PROBLEM TO SOLVE:
Repeat word for word the lines running from the one holding "Target: gray shorts" through the last line of the rows, including both ends.

--- DATA PROVIDED ---

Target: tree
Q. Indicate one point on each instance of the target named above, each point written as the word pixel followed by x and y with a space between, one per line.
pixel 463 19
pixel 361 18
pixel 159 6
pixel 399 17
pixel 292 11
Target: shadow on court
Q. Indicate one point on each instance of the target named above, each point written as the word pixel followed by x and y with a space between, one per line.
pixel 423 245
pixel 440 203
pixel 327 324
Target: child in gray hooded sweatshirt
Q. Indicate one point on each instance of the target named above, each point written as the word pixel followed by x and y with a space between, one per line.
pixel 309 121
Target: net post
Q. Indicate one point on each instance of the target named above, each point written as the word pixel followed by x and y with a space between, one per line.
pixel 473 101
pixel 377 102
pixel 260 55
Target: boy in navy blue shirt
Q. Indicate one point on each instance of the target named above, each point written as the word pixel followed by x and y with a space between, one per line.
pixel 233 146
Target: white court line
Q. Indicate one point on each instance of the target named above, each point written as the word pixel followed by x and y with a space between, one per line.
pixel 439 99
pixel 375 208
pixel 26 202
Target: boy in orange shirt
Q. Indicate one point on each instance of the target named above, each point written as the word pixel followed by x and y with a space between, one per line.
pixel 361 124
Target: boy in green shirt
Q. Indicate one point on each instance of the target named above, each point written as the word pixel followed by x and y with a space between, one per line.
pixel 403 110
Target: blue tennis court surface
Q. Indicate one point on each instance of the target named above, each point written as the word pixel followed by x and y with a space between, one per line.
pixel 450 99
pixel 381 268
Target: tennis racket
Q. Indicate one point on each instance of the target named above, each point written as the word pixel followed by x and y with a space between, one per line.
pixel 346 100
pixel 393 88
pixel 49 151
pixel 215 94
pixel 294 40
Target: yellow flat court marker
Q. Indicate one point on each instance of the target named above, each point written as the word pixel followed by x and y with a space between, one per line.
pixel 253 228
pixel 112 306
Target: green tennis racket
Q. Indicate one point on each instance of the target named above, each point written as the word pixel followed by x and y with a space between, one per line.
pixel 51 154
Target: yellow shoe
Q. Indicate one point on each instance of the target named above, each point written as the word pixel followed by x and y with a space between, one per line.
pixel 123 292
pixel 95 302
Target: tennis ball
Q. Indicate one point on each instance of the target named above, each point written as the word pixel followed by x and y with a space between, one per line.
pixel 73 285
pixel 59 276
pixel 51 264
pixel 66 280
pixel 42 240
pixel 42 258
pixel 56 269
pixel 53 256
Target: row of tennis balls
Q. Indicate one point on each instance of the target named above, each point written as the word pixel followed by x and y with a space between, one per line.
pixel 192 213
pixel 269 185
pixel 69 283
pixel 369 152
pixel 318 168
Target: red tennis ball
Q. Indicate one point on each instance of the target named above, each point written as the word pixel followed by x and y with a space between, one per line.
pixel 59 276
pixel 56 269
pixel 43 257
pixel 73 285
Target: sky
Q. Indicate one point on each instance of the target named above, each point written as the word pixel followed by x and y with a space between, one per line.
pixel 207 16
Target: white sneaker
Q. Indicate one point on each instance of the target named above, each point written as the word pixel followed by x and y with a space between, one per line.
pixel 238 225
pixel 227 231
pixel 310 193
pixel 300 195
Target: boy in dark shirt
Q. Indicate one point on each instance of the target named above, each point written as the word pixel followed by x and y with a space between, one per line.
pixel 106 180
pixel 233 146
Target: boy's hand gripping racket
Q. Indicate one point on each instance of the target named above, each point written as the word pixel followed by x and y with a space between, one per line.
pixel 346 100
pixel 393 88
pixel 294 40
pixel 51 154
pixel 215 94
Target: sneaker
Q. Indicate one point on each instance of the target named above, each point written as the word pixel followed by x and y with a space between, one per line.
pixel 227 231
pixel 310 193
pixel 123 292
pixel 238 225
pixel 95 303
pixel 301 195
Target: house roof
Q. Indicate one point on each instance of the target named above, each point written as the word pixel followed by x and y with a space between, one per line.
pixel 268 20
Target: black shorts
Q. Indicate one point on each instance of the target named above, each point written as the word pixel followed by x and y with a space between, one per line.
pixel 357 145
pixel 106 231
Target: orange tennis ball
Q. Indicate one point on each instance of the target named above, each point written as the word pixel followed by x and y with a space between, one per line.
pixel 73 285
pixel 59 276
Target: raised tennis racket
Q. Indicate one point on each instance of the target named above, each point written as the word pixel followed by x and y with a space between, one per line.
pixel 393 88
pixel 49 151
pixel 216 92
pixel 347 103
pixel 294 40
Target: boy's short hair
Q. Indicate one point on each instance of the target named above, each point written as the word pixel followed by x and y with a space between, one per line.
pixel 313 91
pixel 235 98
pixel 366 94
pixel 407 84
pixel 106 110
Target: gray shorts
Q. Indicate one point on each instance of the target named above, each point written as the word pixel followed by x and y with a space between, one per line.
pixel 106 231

---

COMPLETE ANSWER:
Target: gray shorts
Q. Indicate one point on each instance of the target named above, each point written as the word pixel followed by x and y with a space between, one per line.
pixel 106 231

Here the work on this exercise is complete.